Start

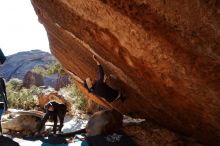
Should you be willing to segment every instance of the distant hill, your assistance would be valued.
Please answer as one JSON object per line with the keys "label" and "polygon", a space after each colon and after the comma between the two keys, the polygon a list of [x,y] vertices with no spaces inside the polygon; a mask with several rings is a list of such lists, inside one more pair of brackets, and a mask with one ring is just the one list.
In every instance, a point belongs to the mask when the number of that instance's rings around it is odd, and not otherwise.
{"label": "distant hill", "polygon": [[7,81],[11,78],[23,80],[25,74],[36,65],[47,68],[48,64],[55,63],[56,59],[48,52],[32,50],[19,52],[7,56],[7,60],[0,65],[0,75]]}
{"label": "distant hill", "polygon": [[36,86],[51,86],[57,90],[70,83],[67,75],[55,73],[52,75],[42,76],[33,73],[32,69],[36,66],[47,69],[51,64],[58,63],[57,60],[48,52],[32,50],[19,52],[6,57],[3,65],[0,65],[0,76],[6,81],[12,78],[23,80],[24,87],[30,88]]}

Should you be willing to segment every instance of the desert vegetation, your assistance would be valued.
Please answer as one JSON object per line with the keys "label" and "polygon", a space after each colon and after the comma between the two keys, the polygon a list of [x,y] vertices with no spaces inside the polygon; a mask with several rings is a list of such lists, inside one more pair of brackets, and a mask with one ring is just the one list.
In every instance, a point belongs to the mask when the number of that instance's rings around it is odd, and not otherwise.
{"label": "desert vegetation", "polygon": [[[45,92],[47,89],[36,86],[27,89],[22,85],[23,82],[19,79],[11,79],[6,83],[9,107],[25,110],[37,108],[39,94]],[[58,92],[67,101],[72,103],[73,109],[86,109],[87,100],[74,83],[61,88]]]}

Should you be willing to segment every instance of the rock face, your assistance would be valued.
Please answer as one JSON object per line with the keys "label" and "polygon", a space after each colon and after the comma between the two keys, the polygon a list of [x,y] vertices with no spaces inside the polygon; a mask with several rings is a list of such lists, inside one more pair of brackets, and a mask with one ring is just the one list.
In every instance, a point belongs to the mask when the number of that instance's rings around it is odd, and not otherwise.
{"label": "rock face", "polygon": [[95,54],[116,77],[109,84],[127,100],[112,106],[203,143],[220,143],[220,1],[32,3],[65,68],[96,78]]}
{"label": "rock face", "polygon": [[40,74],[28,71],[23,79],[23,86],[26,88],[30,88],[31,86],[43,86],[44,85],[44,77]]}
{"label": "rock face", "polygon": [[44,109],[44,106],[49,101],[56,101],[58,103],[65,104],[67,106],[67,110],[69,112],[72,111],[72,105],[70,102],[68,102],[63,96],[59,95],[57,92],[49,92],[49,93],[41,93],[38,96],[38,103],[40,108]]}
{"label": "rock face", "polygon": [[55,61],[50,53],[40,50],[19,52],[7,56],[5,63],[0,66],[0,74],[7,81],[11,78],[23,79],[36,65],[46,68],[49,63]]}
{"label": "rock face", "polygon": [[2,120],[3,133],[20,132],[20,136],[34,134],[43,115],[39,111],[20,111],[6,114]]}

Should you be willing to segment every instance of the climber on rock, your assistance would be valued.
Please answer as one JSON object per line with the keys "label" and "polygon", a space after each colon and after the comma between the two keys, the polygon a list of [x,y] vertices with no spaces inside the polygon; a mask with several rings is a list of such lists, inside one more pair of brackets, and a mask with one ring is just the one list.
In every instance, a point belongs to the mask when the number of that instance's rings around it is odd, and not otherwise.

End

▶ The request
Rewrite the records above, changing "Should you be willing to" to "If you are willing to" and leaving everything else unchanged. Omit the pictures.

▶ Written answer
If you are willing to segment every instance of the distant hill, your assistance would be valued.
Please answer as one JSON object per line with the keys "label" and "polygon", a space after each colon and after the comma between the two keys, the polygon a list of [x,y] vertices with no spaces inside the polygon; a mask with several rings is a list of such lists, inside one more pair of brackets, and a mask with one ring is just the one list.
In every instance, a point belongs to the mask when the number of that instance's rings around it is odd, and not otherwise.
{"label": "distant hill", "polygon": [[7,81],[11,78],[23,80],[25,74],[36,65],[47,68],[48,64],[55,63],[56,59],[48,52],[32,50],[19,52],[7,56],[7,60],[0,65],[0,75]]}
{"label": "distant hill", "polygon": [[36,86],[51,86],[57,90],[70,83],[67,75],[55,73],[52,75],[42,76],[33,73],[32,69],[36,66],[47,69],[51,64],[58,63],[57,60],[48,52],[32,50],[19,52],[6,57],[3,65],[0,65],[0,76],[6,81],[12,78],[23,80],[24,87],[30,88]]}

If you are willing to segment every instance of the desert vegetation, your assistance would be valued.
Please answer as one JSON object per line with the keys "label" and "polygon", a space after each colon and after the comma between the two keys, the polygon a list of [x,y] vertices with no spaces inside the polygon; a mask with several rings is a list of such lists, inside one more pair of brackets, and a mask with one ring is just the one list.
In every instance, a point belongs to the mask when the number of that instance's rings around it is odd, and not otherwise.
{"label": "desert vegetation", "polygon": [[[45,92],[47,89],[36,86],[27,89],[22,85],[23,82],[19,79],[11,79],[6,83],[9,107],[25,110],[37,108],[39,94]],[[58,92],[67,101],[72,103],[73,109],[86,109],[87,100],[74,83],[61,88]]]}

If you are willing to segment every instance of the rock face, your assistance would be valued.
Please answer as one JSON object per line with the keys "label" and "polygon", a space after each colon and after the comma between the two keys, the polygon a list of [x,y] vertices with no spaces inside the polygon; a mask with several rings is a list of such lists, inside one more pair of brackets, and a mask with one ring is just the one list.
In every instance, a point belongs to the mask when the number of that instance's rings around it is odd, and not otherwise.
{"label": "rock face", "polygon": [[95,54],[116,77],[109,84],[127,100],[112,106],[203,143],[220,143],[220,1],[32,3],[65,68],[96,78]]}
{"label": "rock face", "polygon": [[40,74],[28,71],[23,79],[23,86],[26,88],[30,88],[31,86],[43,86],[44,85],[44,77]]}
{"label": "rock face", "polygon": [[44,109],[44,106],[49,101],[56,101],[58,103],[65,104],[67,106],[67,110],[69,112],[72,111],[72,105],[70,102],[68,102],[63,96],[59,95],[57,92],[49,92],[49,93],[41,93],[38,96],[38,103],[40,108]]}
{"label": "rock face", "polygon": [[55,61],[50,53],[40,50],[19,52],[7,56],[5,63],[0,66],[0,74],[7,81],[11,78],[23,79],[36,65],[46,68],[49,63]]}
{"label": "rock face", "polygon": [[2,120],[3,133],[20,132],[20,136],[34,134],[43,115],[39,111],[20,111],[6,114]]}

If you are willing to segment every instance of the climber on rock, your assistance would be valued.
Please answer as one JSON object per line with the keys "label" and "polygon", a space after each colon and after the comma between the two keys, the polygon a list of [x,y] vertices with no spaces inside the polygon; a mask with several rings is a list of such lists, inside one more pair of brackets, and a mask with one ring is just the one list.
In every instance, a point belongs to the mask when the number of that instance's rings around it is odd, and not otherwise.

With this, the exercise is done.